AIM OF THE EXERCISE: Your task is to print the material below exactly as presented.

Rows from a pointing dataset:
┄┄┄┄┄┄┄┄┄┄

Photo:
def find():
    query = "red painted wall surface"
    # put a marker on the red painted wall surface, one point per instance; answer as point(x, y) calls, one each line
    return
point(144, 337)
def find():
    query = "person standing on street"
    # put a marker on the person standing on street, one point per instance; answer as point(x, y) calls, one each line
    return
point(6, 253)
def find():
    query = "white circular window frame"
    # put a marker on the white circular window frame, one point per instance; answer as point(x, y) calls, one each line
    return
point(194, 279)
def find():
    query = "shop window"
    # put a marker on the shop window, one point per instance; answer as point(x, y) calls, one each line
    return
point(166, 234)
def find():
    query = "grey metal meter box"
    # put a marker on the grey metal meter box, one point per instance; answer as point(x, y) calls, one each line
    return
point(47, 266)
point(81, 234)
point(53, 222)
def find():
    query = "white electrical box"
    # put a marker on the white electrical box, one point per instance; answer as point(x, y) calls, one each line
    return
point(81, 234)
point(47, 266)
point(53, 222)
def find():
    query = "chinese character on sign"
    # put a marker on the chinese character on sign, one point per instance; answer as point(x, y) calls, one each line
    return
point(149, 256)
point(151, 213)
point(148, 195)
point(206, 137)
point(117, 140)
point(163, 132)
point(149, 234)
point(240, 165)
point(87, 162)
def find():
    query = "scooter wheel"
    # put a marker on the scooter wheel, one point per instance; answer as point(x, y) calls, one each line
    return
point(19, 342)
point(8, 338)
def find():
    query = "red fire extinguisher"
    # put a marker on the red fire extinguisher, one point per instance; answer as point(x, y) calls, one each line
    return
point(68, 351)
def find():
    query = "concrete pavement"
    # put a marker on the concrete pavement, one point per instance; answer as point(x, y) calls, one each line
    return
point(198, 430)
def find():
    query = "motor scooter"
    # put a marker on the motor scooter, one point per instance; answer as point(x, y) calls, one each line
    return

┄┄┄┄┄┄┄┄┄┄

COMPLETE ANSWER:
Photo:
def find():
    query = "red painted wall surface"
    # put a marker on the red painted wall surface, one point per instance; answer as point(x, y) calls, one each line
    return
point(144, 337)
def find():
    query = "person standing on street"
    # put a marker on the person standing on street, one point per instance; answer as point(x, y) calls, one each line
    return
point(6, 253)
def find():
    query = "white circular window frame"
    # put a marker on the white circular window frame, one point per instance; answer as point(x, y) calls, one each line
    return
point(194, 279)
def find():
    query = "shop window"
    # put a marker on the shop window, one point per instance; answer as point(x, y) calls, one each line
    return
point(166, 234)
def find():
    query = "grey metal meter box"
    # put a marker on the grey metal meter box, one point per instance; answer as point(x, y) calls, one each line
    return
point(47, 266)
point(81, 234)
point(53, 222)
def find():
    query = "white electrical box"
    # put a marker on the white electrical box, one point per instance; answer as point(x, y) calls, one each line
    return
point(81, 234)
point(47, 266)
point(53, 222)
def find():
    query = "chinese character on sign"
    # put a marker on the chinese character on sign, one point per instance; answer as point(x, y) calls, one each line
    return
point(149, 256)
point(151, 213)
point(148, 195)
point(206, 137)
point(117, 140)
point(163, 132)
point(149, 234)
point(240, 165)
point(87, 162)
def find():
    query = "scooter wheel"
    # put a marker on the scooter wheel, one point per instance; answer as point(x, y) calls, one each line
    return
point(19, 342)
point(8, 338)
def find():
    query = "red fire extinguisher"
    # put a marker on the red fire extinguisher, one point per instance; answer as point(x, y) calls, one each line
    return
point(68, 351)
def find():
    query = "concrete pavement"
    # put a marker on the concrete pavement, one point per instance; answer as point(x, y) calls, one each line
    return
point(198, 430)
def find():
    query = "motor scooter"
    # put a marker on the motor scooter, one point per instance; answer as point(x, y) calls, one each line
    return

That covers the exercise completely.